[Provided information Boundary: Start]

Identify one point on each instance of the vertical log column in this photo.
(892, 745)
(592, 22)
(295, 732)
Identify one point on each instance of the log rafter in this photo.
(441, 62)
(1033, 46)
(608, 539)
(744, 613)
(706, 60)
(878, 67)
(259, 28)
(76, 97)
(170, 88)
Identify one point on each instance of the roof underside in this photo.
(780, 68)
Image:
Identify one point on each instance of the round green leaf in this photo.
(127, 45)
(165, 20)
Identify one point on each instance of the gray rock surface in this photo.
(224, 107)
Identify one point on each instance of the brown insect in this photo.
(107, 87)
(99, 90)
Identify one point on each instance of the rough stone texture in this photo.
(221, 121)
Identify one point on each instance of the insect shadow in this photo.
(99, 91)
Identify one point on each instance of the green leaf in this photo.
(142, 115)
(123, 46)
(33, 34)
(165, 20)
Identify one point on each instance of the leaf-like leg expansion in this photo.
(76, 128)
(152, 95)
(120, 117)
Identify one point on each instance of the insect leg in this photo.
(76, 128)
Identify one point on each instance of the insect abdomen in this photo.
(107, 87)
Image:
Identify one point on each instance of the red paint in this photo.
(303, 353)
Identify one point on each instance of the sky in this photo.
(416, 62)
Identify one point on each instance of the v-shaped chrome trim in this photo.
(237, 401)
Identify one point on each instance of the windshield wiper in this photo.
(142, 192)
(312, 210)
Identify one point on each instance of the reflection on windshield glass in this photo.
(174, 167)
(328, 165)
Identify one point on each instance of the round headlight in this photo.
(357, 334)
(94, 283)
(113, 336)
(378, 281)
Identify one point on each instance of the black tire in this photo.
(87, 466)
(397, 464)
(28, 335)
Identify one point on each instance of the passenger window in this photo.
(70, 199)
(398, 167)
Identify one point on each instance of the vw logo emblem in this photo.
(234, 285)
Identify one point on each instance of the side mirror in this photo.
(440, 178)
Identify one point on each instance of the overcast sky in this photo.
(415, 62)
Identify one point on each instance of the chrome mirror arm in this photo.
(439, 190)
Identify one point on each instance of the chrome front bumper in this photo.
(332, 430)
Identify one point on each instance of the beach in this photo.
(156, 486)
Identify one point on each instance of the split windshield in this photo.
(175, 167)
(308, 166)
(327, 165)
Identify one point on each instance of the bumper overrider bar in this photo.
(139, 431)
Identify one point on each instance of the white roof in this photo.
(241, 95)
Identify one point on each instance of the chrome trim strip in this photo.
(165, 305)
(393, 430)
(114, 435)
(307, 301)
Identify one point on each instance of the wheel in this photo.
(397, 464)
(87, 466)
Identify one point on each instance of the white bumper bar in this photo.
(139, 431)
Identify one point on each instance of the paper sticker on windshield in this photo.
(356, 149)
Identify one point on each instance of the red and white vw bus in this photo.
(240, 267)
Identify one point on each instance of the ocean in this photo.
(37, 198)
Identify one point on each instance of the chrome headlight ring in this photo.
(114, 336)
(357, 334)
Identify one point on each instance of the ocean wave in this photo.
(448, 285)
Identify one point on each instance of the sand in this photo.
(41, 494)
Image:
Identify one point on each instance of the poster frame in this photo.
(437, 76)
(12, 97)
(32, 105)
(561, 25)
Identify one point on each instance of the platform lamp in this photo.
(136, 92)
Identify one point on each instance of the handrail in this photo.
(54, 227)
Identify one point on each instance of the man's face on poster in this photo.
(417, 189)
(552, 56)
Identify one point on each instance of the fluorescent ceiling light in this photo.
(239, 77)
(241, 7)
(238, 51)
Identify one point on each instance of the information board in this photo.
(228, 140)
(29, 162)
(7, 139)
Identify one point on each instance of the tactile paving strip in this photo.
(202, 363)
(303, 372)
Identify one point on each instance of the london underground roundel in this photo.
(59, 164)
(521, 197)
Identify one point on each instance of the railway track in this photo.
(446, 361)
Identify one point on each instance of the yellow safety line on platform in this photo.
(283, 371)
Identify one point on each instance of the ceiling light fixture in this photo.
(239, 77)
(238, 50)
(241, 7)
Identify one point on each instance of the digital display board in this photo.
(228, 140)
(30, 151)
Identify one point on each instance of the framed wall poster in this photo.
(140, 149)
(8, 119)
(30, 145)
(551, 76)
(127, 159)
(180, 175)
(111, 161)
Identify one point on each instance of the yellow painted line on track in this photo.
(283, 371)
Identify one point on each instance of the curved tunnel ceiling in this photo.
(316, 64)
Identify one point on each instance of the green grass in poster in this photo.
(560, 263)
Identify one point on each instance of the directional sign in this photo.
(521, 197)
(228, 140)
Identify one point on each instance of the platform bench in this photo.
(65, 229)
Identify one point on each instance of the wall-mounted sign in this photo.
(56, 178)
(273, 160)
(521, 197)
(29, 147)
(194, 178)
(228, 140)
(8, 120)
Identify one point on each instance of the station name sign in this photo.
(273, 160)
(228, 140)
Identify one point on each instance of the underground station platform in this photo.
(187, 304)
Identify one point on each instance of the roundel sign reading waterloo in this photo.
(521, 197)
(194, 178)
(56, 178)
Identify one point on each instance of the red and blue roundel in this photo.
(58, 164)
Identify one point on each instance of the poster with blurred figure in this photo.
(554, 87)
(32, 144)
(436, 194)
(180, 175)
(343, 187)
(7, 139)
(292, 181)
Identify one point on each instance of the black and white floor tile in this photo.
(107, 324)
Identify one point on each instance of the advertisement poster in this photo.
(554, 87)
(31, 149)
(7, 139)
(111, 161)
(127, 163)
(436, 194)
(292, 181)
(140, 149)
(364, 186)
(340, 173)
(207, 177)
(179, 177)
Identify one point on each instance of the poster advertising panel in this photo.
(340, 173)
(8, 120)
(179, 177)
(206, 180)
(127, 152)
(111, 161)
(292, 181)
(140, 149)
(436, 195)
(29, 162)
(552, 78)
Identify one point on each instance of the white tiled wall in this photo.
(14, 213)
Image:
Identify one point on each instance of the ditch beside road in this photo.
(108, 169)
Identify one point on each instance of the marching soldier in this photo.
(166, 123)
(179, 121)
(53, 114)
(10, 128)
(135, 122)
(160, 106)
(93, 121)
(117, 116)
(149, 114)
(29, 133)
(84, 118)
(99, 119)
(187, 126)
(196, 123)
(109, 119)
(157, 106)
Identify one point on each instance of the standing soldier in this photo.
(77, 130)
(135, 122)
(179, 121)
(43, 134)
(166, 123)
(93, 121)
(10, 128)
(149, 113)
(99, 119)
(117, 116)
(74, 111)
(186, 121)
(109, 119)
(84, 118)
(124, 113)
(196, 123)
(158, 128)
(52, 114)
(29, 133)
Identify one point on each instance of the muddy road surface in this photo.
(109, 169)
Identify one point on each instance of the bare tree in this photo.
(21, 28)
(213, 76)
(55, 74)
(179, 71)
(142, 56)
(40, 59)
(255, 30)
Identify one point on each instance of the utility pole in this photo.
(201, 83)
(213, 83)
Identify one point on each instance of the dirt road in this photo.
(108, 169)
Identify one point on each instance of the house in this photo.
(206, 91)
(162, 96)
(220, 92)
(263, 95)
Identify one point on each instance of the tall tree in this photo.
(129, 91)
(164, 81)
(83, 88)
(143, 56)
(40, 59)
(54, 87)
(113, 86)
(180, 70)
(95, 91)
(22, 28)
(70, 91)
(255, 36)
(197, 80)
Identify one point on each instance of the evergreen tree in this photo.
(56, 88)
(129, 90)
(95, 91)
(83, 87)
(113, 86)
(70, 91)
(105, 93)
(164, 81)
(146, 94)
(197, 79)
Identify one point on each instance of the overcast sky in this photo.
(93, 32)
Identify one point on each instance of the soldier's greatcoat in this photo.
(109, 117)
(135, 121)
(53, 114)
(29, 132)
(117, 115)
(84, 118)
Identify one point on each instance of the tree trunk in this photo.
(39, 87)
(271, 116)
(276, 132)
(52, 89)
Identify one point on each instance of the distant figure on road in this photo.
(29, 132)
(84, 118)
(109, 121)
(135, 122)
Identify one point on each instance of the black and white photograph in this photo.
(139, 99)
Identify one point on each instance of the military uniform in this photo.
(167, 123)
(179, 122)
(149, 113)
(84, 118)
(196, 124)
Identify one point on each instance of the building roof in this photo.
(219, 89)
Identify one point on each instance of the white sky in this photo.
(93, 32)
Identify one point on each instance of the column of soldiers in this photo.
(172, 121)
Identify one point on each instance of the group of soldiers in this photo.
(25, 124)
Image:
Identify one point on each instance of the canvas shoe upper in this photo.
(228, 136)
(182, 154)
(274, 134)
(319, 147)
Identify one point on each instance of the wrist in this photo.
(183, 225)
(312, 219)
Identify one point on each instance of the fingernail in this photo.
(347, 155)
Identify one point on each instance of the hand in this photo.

[Provided information Boundary: End]

Work to be completed:
Look above for the line containing "Identify one point on each instance of the building", then please write out that line and each one after it through the end, exactly, with nothing else.

Solution for this exercise:
Identify one point on each instance of the building roof in this photo.
(219, 89)
Identify one point on each instance of the white sky in this photo.
(93, 32)
Identify one point on each instance of the column of soldiers in this photo.
(172, 121)
Identify one point on each instance of the group of soldiers in this photo.
(25, 124)
Image:
Identify one point on each instance of the canvas shoe upper in this photo.
(228, 136)
(182, 154)
(274, 134)
(319, 147)
Identify one point on each instance of the wrist in this photo.
(183, 225)
(312, 219)
Identify one point on each instance of the fingernail in this photo.
(347, 155)
Identify one point on each instance of the hand in this photo.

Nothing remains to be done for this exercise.